» 文件片段:
————————

P4012 深海機器人問題

題目連結： P4012

題意

在一個網格中給你一些機器人，要求只能向上走，或向左走，每一條邊都有一個寶藏，每個寶藏只能被拿一次。機器人只能在一些指定點開始放，在一些指定點收回來。問最多可以獲得多少財富？

思路

我一開始想的也是費用流，不過那個只能走一次的問題，我一直想不好。

其實只需要再建一條邊就好了，除了add_edge(u,v,1,-val) 再建一條邊add_edge(u,v,INF,0)即可，給圖一個可流的區間。

程式碼

#include <iomanip>
#include <cstring>
#include <cstdlib>
 

#include <cctype>
#include <cstdio>
#include <string>
#include <stack>
#include <cmath>
#include <ctime>
#include <list>
#include <set>
#include <map>
#include <queue>
#include <vector>
#include <sstream>
#include <memory>
 

#include <iostream>
#include <algorithm>
using namespace std;
#define rep(i,j,k) for(int i = (int)j;i <= (int)k;i ++)
#define per(i,j,k) for(int i = (int)j;i >= (int)k;i --)
#define debug(x) cerr<<#x<<" = "<<(x)<<endl
#define mmm(a,b) memset(a,b,sizeof(a))
#define
 
 pb push_back

typedef double db;
typedef long long ll;
const int MAXN = (int)1e3+7;
const int INF = (int)0x3f3f3f3f;

struct edge{
    int to,cap,cost,rev;
    edge(int to = 0,int cap = 0,int cost = 0,int rev = 0):to(to),cap(cap),cost(cost),rev(rev){}
};

int N,M;
vector<edge> G[MAXN];
int dist[MAXN];
int prevv[MAXN];        //圖的鄰接表
int preve[MAXN];        //最短路的前驅節點和對應的邊

void addedge(int from,int to,int cap,int cost) {
    G[from].pb(edge(to,cap,cost,(int)G[to].size()));
    G[to  ].pb(edge(from,0,-cost,(int)G[from].size()-1));
}

typedef pair<int,int> P;
priority_queue<P,vector<P>, greater<P> > qu;
int h[MAXN];

int min_cost_flow(int s,int t,int f){
    int res = 0;
    fill(h+1,h+1+N,0);
    while(f > 0){
        while (!qu.empty()) qu.pop();
        mmm(dist,0x3f);
        dist[s] = 0; qu.push(P(0,s));
        while(!qu.empty()){
            P now = qu.top(); qu.pop();
            if(dist[now.second] < now.first) continue;
            int v = now.second;
            rep(i,0,G[v].size()-1) {
                edge &e = G[v][i];
                if(e.cap > 0 && dist[e.to] > dist[v] + e.cost + h[v] - h[e.to]) {
                    dist[e.to] = dist[v] + e.cost + h[v] - h[e.to];
                    prevv[e.to] = v;
                    preve[e.to] = i;
                    qu.push(P(dist[e.to],e.to));
                }
            }
        }
        //cout << dist[t] << endl;
        if(dist[t] == INF) return res;
        rep(i,1,N) h[i] += dist[i];
        int d = f;
        for(int v = t; v != s; v = prevv[v])

————————

» 所附各行:

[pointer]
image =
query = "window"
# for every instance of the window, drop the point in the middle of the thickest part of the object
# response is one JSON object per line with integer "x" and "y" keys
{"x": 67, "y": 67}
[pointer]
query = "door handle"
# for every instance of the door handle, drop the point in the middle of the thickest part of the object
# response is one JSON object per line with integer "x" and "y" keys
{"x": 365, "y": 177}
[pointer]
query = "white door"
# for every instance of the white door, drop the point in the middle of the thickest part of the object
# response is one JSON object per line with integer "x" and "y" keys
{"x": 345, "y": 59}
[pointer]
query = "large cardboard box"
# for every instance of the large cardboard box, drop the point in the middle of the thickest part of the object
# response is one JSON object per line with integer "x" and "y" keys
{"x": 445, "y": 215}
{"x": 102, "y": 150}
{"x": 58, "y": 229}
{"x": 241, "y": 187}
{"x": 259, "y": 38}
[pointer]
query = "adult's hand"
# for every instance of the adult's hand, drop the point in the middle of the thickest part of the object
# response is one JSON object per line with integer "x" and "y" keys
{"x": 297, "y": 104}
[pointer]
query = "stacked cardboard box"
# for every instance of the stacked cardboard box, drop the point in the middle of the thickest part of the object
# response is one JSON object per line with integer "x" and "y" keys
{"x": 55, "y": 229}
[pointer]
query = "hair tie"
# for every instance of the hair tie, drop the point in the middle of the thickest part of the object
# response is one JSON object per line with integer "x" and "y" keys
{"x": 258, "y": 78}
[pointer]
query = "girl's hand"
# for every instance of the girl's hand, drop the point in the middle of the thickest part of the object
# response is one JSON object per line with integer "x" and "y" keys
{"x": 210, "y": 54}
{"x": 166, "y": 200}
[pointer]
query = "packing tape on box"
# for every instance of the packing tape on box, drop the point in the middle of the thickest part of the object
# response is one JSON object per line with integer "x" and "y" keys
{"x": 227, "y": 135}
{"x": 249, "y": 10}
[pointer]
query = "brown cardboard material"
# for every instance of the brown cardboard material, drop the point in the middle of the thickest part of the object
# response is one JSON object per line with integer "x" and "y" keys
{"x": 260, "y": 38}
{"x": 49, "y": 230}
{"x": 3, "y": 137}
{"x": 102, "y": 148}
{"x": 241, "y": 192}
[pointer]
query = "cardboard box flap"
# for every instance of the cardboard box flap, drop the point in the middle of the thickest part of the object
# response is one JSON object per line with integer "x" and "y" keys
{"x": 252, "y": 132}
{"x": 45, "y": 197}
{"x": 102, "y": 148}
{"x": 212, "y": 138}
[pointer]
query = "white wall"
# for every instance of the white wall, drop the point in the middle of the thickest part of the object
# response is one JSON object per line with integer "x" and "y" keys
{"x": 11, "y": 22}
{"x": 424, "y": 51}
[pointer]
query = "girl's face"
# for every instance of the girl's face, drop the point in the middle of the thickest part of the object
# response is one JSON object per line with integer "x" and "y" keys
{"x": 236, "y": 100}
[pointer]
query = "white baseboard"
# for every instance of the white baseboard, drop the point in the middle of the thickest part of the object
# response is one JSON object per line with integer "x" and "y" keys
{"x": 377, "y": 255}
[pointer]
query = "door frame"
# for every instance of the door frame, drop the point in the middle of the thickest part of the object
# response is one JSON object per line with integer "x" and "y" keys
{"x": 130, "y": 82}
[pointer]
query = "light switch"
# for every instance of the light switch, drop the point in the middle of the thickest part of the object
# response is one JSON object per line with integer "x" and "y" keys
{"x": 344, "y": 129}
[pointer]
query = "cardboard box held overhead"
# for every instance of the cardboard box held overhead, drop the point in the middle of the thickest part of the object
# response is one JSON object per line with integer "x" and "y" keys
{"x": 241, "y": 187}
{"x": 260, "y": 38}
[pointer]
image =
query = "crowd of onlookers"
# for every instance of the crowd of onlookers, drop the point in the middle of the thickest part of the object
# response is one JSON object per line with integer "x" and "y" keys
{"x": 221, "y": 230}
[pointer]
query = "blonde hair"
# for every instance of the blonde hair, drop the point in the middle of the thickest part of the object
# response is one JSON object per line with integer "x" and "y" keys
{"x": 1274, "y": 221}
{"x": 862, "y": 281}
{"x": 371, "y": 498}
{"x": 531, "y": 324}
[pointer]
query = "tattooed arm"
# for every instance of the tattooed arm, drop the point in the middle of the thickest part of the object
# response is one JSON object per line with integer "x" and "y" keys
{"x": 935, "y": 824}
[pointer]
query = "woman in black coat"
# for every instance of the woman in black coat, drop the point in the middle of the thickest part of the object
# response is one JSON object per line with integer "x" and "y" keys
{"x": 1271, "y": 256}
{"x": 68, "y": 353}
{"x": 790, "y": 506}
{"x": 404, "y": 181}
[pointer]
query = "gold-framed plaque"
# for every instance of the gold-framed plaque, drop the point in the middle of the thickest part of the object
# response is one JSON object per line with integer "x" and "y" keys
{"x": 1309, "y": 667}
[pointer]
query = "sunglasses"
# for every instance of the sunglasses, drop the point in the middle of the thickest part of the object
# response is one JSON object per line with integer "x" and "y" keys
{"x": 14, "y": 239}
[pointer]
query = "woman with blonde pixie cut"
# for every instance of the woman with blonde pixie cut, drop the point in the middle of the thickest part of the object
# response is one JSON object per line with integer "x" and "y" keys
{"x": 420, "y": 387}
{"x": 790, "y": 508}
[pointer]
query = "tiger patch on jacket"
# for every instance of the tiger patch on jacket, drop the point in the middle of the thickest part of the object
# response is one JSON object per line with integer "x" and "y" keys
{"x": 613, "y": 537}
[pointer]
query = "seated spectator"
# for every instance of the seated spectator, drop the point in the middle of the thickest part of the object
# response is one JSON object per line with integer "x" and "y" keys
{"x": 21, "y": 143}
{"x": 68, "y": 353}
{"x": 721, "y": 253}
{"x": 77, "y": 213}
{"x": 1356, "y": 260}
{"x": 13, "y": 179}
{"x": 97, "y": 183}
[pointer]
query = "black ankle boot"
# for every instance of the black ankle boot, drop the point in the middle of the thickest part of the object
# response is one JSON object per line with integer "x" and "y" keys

————————

» 練習任務:
將這篇題解從「#include <iostream>」開始、一直到「#define mmm(a,b) memset(a,b,sizeof(a))」為止的部分重新寫出，並把其中的「mmm」一律換成「clr」。

» 書面作答:
#include <iostream>
#include <algorithm>
using namespace std;
#define rep(i,j,k) for(int i = (int)j;i <= (int)k;i ++)
#define per(i,j,k) for(int i = (int)j;i >= (int)k;i --)
#define debug(x) cerr<<#x<<" = "<<(x)<<endl
#define clr(a,b) memset(a,b,sizeof(a))